### [TESTO SCELTO]
○ ○ ○ ○ ○

E’ giustamente interdetto il governo del paese a chi non trova parole per giudicare un cambio di potere e di strategia quale quello avvenuto ad Unicredit. Un cambio di regime, non dissimile ad una tornata di elezioni politiche. Clamoroso l’esito, ancora più clamoroso il silenzio che si è levato a sinistra, a parte qualche borbottio di salotti editoriali. Dico subito che non è facile decifrare lo scenario. E proprio per questo sarebbe stata preziosissima una bussola politica per capire che siano i buoni e chi i cattivi.
L’estromissione di Profumo, lo spiega oggi Giavazzi sul Corriere della Sera, colpisce l’autonomia di un manager che voleva internazionalizzare la sua banca, pensando che fosse , appunto sua. Un manager efficiente, sicuramente preparato, e indubitabilmente di richiamo. Un nome di successo.

○ ○ ○ ○ ○

### [CONSEGNA 1]
Riscrivi in forma più breve il paragrafo del testo su Unicredit che comincia con "L’estromissione di Profumo", conservandone i fatti principali.
### [CONSEGNA 2]
Trascrivi dal testo su Unicredit tutto ciò che va da "L’estromissione di Profumo, lo" giù fino a "nome di successo.".

○ ○ ○ ○ ○

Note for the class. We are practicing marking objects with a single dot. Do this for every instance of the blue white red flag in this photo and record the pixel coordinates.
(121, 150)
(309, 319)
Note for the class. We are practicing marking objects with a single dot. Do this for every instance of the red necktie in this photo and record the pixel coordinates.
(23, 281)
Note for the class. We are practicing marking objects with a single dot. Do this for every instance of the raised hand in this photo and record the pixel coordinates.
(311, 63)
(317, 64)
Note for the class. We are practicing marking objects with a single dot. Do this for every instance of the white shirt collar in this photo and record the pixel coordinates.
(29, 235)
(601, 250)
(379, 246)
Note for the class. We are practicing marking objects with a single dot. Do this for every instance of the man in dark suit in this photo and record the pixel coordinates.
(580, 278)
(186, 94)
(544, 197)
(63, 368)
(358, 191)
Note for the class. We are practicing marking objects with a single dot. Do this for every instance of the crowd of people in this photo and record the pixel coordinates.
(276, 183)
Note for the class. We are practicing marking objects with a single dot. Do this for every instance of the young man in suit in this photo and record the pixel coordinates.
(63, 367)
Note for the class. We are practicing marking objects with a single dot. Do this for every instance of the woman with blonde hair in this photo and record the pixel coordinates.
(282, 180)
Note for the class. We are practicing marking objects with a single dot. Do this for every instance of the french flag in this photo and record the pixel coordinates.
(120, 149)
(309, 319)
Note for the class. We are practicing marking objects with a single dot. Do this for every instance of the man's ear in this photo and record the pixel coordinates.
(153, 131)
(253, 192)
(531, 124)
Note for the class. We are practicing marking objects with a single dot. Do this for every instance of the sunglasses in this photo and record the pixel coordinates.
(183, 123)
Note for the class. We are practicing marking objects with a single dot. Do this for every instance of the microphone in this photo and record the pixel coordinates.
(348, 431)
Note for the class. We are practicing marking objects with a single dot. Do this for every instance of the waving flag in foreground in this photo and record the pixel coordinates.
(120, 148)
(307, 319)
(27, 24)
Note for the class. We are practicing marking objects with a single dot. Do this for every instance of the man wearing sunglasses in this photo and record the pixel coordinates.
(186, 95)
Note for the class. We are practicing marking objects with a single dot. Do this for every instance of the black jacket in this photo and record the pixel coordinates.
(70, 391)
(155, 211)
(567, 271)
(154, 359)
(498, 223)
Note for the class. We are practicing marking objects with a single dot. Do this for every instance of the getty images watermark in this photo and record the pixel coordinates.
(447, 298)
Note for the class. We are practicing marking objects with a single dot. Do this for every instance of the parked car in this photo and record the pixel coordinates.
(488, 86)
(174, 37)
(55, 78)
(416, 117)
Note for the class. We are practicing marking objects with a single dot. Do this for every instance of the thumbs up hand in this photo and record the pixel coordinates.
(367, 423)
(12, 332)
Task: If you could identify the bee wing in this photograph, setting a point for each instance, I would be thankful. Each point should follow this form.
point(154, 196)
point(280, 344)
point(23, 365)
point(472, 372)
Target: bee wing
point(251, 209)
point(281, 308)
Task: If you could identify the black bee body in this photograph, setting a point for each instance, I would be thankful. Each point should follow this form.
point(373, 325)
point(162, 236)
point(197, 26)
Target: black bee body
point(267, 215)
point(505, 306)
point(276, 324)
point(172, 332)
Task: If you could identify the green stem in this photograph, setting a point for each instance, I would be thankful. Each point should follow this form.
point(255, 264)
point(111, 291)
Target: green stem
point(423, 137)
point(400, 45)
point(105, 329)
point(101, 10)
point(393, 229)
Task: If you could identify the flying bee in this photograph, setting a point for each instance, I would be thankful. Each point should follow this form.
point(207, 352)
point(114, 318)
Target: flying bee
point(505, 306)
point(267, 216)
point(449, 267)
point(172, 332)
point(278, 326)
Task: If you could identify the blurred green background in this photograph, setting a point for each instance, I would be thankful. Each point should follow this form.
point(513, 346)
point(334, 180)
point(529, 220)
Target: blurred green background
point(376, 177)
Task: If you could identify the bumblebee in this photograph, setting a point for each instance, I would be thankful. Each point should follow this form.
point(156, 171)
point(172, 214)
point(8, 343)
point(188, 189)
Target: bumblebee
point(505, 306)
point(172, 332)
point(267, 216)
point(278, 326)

○ ○ ○ ○ ○

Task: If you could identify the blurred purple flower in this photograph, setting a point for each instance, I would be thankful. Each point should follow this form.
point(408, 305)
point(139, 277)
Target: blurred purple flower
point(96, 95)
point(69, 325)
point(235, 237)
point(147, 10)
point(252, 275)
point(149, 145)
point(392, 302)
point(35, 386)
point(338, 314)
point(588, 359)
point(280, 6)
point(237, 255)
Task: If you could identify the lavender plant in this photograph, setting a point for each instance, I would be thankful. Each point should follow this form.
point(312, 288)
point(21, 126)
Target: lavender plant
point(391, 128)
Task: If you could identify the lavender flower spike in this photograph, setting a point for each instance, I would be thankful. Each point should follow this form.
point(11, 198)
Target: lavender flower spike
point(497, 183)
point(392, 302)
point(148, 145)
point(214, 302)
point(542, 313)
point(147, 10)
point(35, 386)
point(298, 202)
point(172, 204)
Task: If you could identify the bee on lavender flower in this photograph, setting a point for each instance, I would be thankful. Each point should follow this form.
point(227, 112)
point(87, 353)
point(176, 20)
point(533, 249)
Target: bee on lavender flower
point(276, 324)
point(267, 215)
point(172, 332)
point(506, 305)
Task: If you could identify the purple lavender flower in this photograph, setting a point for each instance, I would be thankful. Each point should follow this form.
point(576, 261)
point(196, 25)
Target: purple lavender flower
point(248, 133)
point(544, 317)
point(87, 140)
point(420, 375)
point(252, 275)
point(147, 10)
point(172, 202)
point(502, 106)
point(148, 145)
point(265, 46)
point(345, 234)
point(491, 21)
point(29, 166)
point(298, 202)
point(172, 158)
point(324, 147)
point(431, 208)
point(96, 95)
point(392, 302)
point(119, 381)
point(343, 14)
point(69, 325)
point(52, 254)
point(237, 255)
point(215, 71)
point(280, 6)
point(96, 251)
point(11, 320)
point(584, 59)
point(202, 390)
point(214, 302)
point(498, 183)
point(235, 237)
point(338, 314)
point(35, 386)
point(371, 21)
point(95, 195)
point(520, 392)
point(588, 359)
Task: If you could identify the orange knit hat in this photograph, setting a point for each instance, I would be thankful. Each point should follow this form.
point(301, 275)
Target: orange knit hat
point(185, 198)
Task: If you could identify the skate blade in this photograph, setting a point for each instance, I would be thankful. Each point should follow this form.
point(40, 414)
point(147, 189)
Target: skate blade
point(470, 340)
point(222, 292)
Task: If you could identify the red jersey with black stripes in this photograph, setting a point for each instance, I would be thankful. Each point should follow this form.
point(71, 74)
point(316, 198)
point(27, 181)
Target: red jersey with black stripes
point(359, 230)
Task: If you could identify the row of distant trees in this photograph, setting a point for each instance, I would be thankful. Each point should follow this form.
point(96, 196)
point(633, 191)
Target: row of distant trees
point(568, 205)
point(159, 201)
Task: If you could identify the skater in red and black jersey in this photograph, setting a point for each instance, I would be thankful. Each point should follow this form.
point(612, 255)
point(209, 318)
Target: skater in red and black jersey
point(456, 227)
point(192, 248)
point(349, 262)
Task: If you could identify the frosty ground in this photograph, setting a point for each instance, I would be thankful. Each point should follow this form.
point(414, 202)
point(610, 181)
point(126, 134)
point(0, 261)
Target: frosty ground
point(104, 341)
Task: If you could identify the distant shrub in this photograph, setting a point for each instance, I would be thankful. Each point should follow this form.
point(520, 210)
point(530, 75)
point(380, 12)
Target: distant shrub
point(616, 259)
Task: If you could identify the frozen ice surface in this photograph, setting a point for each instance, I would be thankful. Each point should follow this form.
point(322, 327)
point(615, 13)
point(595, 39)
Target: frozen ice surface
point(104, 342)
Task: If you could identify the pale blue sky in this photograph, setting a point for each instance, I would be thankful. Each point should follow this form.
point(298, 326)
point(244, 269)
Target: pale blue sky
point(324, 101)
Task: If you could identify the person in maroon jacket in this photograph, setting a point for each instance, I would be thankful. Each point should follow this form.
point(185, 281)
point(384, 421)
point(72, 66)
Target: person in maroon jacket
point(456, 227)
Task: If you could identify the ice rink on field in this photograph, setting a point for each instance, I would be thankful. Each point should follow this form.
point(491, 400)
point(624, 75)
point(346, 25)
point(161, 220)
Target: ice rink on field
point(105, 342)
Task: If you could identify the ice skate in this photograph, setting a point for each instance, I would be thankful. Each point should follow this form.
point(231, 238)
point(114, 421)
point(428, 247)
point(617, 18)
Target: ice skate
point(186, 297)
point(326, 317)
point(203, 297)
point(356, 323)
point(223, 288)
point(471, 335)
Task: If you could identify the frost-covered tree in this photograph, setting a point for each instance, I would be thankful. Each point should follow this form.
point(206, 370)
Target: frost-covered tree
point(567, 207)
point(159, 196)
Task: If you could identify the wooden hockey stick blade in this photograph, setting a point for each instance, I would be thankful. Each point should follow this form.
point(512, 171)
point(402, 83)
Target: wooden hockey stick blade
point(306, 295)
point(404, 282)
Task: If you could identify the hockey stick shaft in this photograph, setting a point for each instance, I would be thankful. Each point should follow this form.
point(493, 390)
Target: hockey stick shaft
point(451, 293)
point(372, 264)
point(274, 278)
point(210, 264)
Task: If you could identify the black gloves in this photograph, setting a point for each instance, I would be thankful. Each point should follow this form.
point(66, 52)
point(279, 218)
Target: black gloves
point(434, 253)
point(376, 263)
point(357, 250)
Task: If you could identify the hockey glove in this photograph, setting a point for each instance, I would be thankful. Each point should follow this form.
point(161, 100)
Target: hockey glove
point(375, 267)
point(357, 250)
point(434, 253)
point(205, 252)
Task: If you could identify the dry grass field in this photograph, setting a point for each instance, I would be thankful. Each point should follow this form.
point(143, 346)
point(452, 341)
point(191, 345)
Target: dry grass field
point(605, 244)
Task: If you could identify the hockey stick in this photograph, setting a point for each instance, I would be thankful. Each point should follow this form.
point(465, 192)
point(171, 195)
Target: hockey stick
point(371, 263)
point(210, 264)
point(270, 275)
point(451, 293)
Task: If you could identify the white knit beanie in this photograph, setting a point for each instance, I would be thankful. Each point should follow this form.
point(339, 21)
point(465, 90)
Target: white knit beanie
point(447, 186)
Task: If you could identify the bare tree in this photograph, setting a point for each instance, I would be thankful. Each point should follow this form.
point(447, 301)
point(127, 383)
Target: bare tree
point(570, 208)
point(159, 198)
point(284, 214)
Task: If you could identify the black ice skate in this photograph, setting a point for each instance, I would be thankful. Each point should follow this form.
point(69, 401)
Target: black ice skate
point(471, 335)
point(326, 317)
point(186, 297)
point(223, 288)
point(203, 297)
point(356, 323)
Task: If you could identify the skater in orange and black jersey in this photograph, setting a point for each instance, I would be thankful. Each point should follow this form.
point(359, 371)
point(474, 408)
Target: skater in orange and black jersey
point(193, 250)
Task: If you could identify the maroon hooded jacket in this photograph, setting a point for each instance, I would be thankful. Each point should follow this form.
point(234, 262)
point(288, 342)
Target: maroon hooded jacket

○ ○ ○ ○ ○

### [RISPOSTA 1]
Secondo Giavazzi, oggi sul Corriere della Sera, l’estromissione di Profumo colpisce l’autonomia di un manager che voleva internazionalizzare la banca, ritenendola sua. Era un manager efficiente, preparato, di richiamo: un nome di successo.

### [RISPOSTA 2]
L’estromissione di Profumo, lo spiega oggi Giavazzi sul Corriere della Sera, colpisce l’autonomia di un manager che voleva internazionalizzare la sua banca, pensando che fosse , appunto sua. Un manager efficiente, sicuramente preparato, e indubitabilmente di richiamo. Un nome di successo.